::: PASSAGE GIVEN

# T5 tubes on T8 ballast



## [email protected] (Jul 17, 2008)

On my test of a single F54T5 running on one side of a two tube T8 ballast, the T5 bulb/tube lights up. It's not as bright as it should be, but that was expected since the ballast isn't rated for that wattage bulb. 

I would expect the F24T5 to light just fine. The F39T5 probably won't be as bright as it should be as the ballast is rated for 32 watt bulbs.


----------



## hyunbaw (Jan 18, 2006)

thanks for the reply. i'm glad i can make good use of a ballast laying around. i just wanted to make sure nothing would blow up!! 

ill keep you posted of any progress on my end..


----------



## terran2k (Feb 24, 2009)

that's the 2nd question I wanted to ask but some1 else asked it for me. 

any t5 tubes that are 20inch long to fit over my 10Gallon tank? around 30watts? maybe less b/c t5 put out more light than a t8 at the same watts?


----------



## Hoppy (Dec 24, 2005)

I suggest you not use the T8 ballast for T5 bulbs. The T5 bulbs are designed to start with a programmed start, as I understand, and that lets them be overdriven to the high wattage and brightness they have. But, a T8 ballast won't provide that starting condition. At best the T5 bulb would have a shorter life with the T8 ballast, and at worst it would only work a short time before failing.


----------



## hyunbaw (Jan 18, 2006)

hmm thanks hoppy, something to consider. Maybe i'll just go with 4 36" t8's. 

any quick comments on the best DIY "housing" material for 2 or 4 x 36" T8's? Good ol' lumber??


----------



## Hoppy (Dec 24, 2005)

A light fixture 36+ inches long is going to be heavy, but in order to do maintenance on the tank you will want to remove or at least move the fixture out of the way. So, the real challenge is making a fixture that can be moved to let you get in the tank without causing a hernia. Hanging the fixture is one way. Once you settle on how to do that, you can figure out much easier how to make the housing for the lights. Wood always works well, but you need to keep it thin to limit the weight.


----------



## hyunbaw (Jan 18, 2006)

heavy? really? 4 tubes and a ballast?


----------



## [email protected] (Jul 17, 2008)

hyunbaw said:


> heavy? really? 4 tubes and a ballast?

::::::

TASKS TO CARRY OUT:
[A] Translate this sentence from the forum thread on running T5 tubes from a T8 ballast into Spanish: "Wood always works well, but you need to keep it thin to limit the weight."
[B] Transcribe the forum thread on running T5 tubes from a T8 ballast from "I suggest you" up to and including "Good ol' lumber??".
[C] Write the next part of the forum thread on running T5 tubes from a T8 ballast, picking up after its final line.

::: MATERIAL SUPPLIED

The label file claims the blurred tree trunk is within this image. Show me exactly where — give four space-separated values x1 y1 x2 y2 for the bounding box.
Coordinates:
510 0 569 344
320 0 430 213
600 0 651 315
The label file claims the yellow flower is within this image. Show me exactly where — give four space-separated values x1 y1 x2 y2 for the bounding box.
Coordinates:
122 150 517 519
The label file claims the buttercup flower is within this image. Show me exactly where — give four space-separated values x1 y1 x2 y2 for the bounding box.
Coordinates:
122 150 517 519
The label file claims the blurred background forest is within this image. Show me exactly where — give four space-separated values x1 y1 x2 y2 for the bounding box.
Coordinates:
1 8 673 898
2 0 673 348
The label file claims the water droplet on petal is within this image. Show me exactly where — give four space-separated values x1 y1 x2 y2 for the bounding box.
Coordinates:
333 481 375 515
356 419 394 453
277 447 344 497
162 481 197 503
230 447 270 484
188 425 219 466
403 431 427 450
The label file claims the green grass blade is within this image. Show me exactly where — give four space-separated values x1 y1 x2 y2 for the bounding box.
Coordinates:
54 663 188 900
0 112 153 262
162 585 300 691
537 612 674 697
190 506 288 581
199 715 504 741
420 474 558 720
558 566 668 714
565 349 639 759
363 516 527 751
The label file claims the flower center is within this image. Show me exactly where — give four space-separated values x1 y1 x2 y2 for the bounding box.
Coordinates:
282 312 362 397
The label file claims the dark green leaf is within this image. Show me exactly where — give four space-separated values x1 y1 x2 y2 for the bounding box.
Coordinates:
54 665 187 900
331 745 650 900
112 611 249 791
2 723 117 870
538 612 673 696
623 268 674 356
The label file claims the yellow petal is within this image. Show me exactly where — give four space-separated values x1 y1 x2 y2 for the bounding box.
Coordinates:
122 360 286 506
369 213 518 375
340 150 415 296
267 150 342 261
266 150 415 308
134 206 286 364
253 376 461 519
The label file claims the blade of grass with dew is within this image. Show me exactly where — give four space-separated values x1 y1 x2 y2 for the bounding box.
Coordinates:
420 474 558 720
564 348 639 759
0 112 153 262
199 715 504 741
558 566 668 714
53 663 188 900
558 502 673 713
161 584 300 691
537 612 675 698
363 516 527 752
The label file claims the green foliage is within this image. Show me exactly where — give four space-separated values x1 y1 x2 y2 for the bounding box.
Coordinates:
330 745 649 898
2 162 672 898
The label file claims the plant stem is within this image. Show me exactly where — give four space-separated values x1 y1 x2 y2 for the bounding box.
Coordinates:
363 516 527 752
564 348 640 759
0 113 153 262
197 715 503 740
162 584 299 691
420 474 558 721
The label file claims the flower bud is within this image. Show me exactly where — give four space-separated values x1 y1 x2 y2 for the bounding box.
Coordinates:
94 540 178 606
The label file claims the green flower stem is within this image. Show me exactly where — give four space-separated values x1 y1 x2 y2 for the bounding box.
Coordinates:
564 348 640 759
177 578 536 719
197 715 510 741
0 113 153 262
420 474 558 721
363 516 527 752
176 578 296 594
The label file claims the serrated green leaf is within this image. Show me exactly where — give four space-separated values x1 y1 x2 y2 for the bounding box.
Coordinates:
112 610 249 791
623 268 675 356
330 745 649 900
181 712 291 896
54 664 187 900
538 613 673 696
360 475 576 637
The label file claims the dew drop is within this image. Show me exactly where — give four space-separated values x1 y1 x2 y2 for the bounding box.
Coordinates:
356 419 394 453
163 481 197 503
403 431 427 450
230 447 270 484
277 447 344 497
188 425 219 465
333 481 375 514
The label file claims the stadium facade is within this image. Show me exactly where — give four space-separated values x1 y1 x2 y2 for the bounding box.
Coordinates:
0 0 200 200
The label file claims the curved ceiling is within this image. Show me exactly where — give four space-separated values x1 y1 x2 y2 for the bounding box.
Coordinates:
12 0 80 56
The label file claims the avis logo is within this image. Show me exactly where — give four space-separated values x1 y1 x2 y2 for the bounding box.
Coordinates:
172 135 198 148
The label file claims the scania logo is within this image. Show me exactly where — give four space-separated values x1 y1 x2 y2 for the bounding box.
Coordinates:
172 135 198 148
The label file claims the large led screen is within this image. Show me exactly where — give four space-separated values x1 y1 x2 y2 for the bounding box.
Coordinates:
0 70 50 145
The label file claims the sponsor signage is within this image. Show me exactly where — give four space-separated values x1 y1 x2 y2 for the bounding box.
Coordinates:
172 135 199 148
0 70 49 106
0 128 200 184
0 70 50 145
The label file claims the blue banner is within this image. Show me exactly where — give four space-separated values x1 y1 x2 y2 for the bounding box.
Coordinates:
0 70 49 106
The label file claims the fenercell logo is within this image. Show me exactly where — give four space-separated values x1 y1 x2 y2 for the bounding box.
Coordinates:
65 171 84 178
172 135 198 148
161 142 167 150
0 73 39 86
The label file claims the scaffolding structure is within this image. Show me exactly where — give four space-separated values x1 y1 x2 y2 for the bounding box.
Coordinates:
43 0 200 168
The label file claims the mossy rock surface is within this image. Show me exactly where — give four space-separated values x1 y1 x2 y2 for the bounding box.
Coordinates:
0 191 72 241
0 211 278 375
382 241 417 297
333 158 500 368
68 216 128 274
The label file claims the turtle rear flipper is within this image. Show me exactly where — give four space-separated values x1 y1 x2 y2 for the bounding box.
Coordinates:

::::::

RESPONSES TO THE EXERCISE:
[A] La madera siempre funciona bien, pero hay que mantenerla delgada para limitar el peso.

[B]
I suggest you not use the T8 ballast for T5 bulbs. The T5 bulbs are designed to start with a programmed start, as I understand, and that lets them be overdriven to the high wattage and brightness they have. But, a T8 ballast won't provide that starting condition. At best the T5 bulb would have a shorter life with the T8 ballast, and at worst it would only work a short time before failing.


----------



## hyunbaw (Jan 18, 2006)

hmm thanks hoppy, something to consider. Maybe i'll just go with 4 36" t8's. 

any quick comments on the best DIY "housing" material for 2 or 4 x 36" T8's? Good ol' lumber??

[C]
4 tubes and a ballast aren't heavy but the framing for a hood to contain them and reflectors of some sort can get heavy fast.


----------



## hyunbaw (Jan 18, 2006)

oh boy, maybe i should just buy a light setup. don't know if the fam would be ok with me attaching things to the ceiling :icon_roll


----------



## chuukus (Jun 17, 2008)

Hey there welcome to the forum. You want a neat idea for a diy light fixture? I found this guys site a few years ago wich has some cool diy projects but it also has a wealth of information. After building a light this way I think every light I build will be along these lines. check it out!http://www.malawicichlidhomepage.com/aquainfo/fluorescent_light.html
If your interested in aquariums look throught the articles this guy wrote I spend hours there reading everytime I learn something helpfull


----------



## Wasserpest (Jun 12, 2003)

Hoppy said:


> I suggest you not use the T8 ballast for T5 bulbs. The T5 bulbs are designed to start with a programmed start, as I understand, and that lets them be overdriven to the high wattage and brightness they have. But, a T8 ballast won't provide that starting condition. At best the T5 bulb would have a shorter life with the T8 ballast, and at worst it would only work a short time before failing.


Just to put this in perspective... programmed start ballasts are better for bulbs that are switched on and off frequently... like in bathrooms, refrigerators, etc.

For our purposes, an instant start ballast should not noticeably reduce the lifespan of a fluorescent bulb.

Workhorse ballasts, for example, are instant start, but recommended and widely used for T5 ballasts. I have used typical T8 ballasts for T5 bulbs with good results. Obviously you need to look at the wattage that the ballast can deliver.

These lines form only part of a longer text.